→ KUTIPAN DOKUMEN:
- - - -

BRAVO13.ID, Samarinda - Di tengah ketegangan dagang yang dipicu oleh kebijakan tarif impor tinggi dari Amerika Serikat, Himpunan Kerukunan Tani Indonesia (HKTI) menyatakan dukungannya terhadap langkah pemerintah dalam menghadapi ancaman tersebut. Dalam sarasehan ekonomi bersama Presiden Prabowo Subianto, HKTI menekankan pentingnya perlindungan terhadap petani dan pelaku Usaha Kecil Menengah (UKM) di sektor pangan yang berpotensi terdampak langsung.
“Kami mendukung langkah pemerintah menghadapi kebijakan tarif Amerika Serikat. Fokus utama kami adalah menjaga ketahanan ekonomi petani dan UKM pangan,” ujar Ketua Umum DPN HKTI Fadli Zon, Kamis (10/4/2025).
Fadli menegaskan bahwa HKTI mendorong penguatan diplomasi perdagangan internasional sebagai strategi utama. Menurutnya, prinsip trade for development harus dijadikan landasan agar kebijakan ekspor dan impor tetap berpihak pada kesejahteraan petani.
Tak hanya itu, HKTI juga menaruh perhatian besar pada percepatan program makan bergizi gratis dan penyaluran bantuan sosial. DPN HKTI menilai kedua program tersebut tak hanya berdampak langsung pada peningkatan daya beli masyarakat, namun juga mampu memacu produktivitas pertanian nasional.

- - - -

→ CUPLIKAN MATERI:
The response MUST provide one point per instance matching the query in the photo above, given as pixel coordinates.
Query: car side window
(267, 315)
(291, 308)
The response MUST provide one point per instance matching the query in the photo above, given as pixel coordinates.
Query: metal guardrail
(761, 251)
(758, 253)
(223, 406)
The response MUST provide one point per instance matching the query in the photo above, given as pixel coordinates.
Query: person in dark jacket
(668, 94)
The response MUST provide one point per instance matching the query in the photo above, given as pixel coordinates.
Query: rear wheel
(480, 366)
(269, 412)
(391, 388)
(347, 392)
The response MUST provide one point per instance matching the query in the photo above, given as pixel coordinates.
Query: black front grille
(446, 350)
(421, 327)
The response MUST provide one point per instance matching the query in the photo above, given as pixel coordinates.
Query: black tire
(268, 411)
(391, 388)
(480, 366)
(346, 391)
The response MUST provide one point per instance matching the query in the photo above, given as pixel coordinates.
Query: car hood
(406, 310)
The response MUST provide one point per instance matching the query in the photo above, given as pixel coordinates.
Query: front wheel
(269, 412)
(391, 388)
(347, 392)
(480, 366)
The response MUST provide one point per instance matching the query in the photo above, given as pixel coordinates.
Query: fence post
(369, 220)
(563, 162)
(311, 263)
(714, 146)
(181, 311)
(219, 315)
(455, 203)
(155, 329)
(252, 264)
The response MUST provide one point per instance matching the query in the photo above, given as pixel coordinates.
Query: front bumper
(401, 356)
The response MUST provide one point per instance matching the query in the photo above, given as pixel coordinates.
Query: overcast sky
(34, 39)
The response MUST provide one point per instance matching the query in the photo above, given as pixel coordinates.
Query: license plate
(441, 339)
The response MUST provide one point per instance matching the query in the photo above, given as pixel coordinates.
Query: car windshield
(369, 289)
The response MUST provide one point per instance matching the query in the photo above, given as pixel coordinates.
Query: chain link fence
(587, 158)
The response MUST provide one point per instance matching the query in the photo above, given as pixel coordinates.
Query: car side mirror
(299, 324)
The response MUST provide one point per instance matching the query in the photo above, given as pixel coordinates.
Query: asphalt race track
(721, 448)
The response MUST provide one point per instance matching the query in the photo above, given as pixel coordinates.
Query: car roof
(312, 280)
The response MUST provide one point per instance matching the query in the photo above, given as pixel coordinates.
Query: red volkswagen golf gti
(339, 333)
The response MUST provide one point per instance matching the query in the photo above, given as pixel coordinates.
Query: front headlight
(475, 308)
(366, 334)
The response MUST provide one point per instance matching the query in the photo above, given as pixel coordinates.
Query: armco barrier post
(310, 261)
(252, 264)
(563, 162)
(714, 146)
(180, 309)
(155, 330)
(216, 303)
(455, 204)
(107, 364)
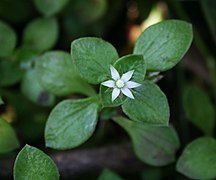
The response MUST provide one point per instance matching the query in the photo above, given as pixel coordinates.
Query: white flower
(121, 84)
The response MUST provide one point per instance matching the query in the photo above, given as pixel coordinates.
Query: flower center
(120, 83)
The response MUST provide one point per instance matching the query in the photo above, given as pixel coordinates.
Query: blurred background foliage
(29, 28)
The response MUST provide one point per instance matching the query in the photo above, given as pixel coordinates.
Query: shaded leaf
(32, 163)
(198, 159)
(33, 90)
(7, 39)
(58, 75)
(150, 105)
(8, 139)
(199, 109)
(10, 73)
(164, 44)
(71, 123)
(154, 145)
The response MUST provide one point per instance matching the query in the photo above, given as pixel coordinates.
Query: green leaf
(93, 57)
(32, 163)
(198, 159)
(150, 105)
(33, 90)
(208, 7)
(41, 34)
(58, 75)
(8, 139)
(49, 8)
(123, 65)
(10, 73)
(164, 44)
(25, 57)
(71, 123)
(154, 145)
(108, 175)
(7, 39)
(199, 109)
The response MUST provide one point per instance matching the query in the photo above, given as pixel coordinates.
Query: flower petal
(131, 84)
(109, 83)
(115, 93)
(127, 76)
(114, 73)
(127, 93)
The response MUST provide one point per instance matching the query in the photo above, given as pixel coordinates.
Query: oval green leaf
(58, 75)
(164, 44)
(150, 105)
(7, 39)
(33, 90)
(49, 8)
(10, 72)
(41, 34)
(154, 145)
(123, 65)
(198, 159)
(93, 57)
(32, 163)
(199, 109)
(71, 123)
(8, 139)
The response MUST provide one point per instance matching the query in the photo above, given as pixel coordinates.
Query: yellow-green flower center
(120, 83)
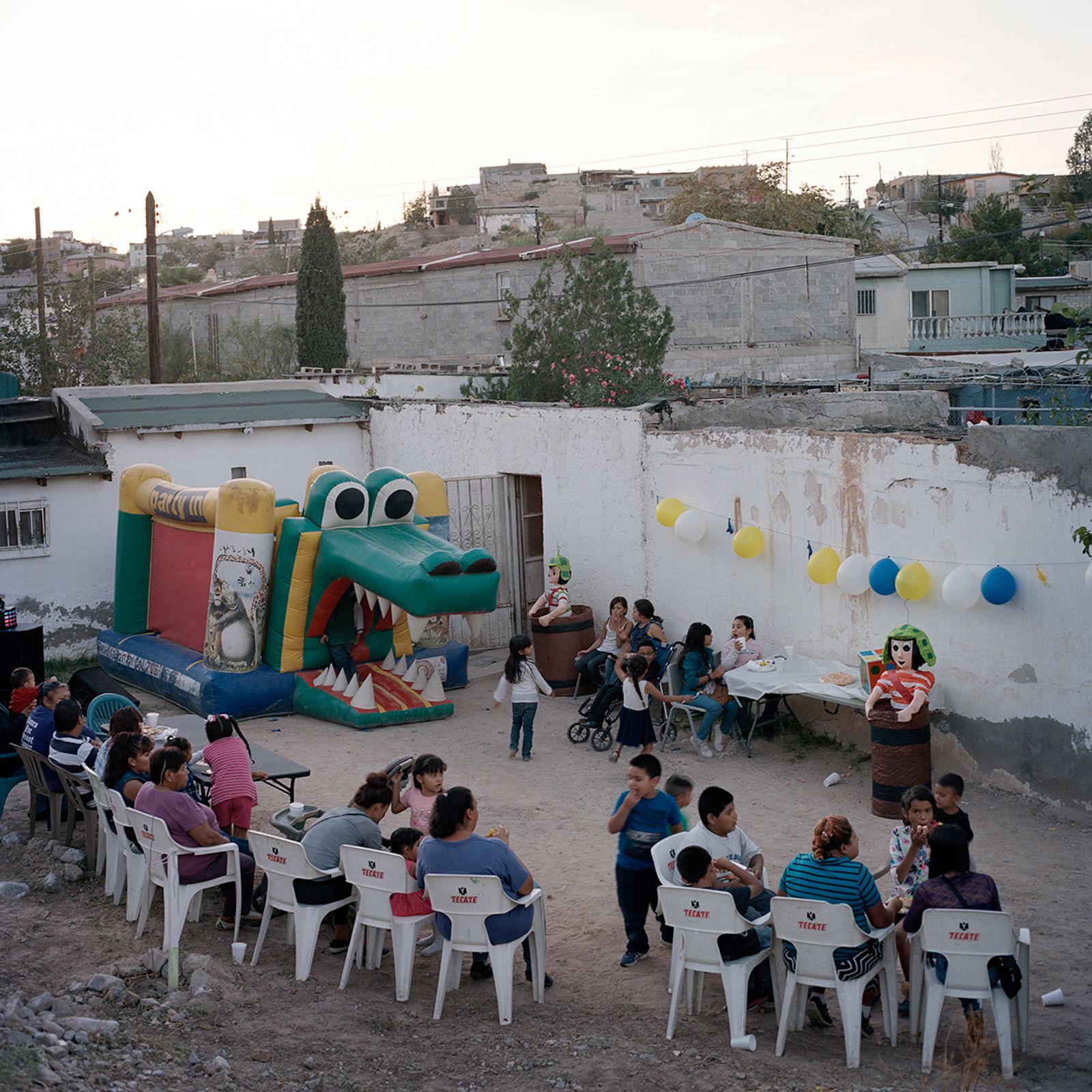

- - - -

→ TUGAS LATIHAN 1: Dalam berita dukungan HKTI, prinsip apa yang menurut Fadli harus menjadi landasan kebijakan ekspor dan impor?
→ TUGAS LATIHAN 2: Ganti "Amerika Serikat" dengan "AS" pada penggalan berita dukungan HKTI mulai "BRAVO13.ID, Samarinda - Di" sampai "Zon, Kamis (10/4/2025).", lalu tuliskan penggalan itu.

→ JAWABAN LATIHAN 1: Prinsip trade for development.

→ JAWABAN LATIHAN 2:
BRAVO13.ID, Samarinda - Di tengah ketegangan dagang yang dipicu oleh kebijakan tarif impor tinggi dari AS, Himpunan Kerukunan Tani Indonesia (HKTI) menyatakan dukungannya terhadap langkah pemerintah dalam menghadapi ancaman tersebut. Dalam sarasehan ekonomi bersama Presiden Prabowo Subianto, HKTI menekankan pentingnya perlindungan terhadap petani dan pelaku Usaha Kecil Menengah (UKM) di sektor pangan yang berpotensi terdampak langsung.
“Kami mendukung langkah pemerintah menghadapi kebijakan tarif AS. Fokus utama kami adalah menjaga ketahanan ekonomi petani dan UKM pangan,” ujar Ketua Umum DPN HKTI Fadli Zon, Kamis (10/4/2025).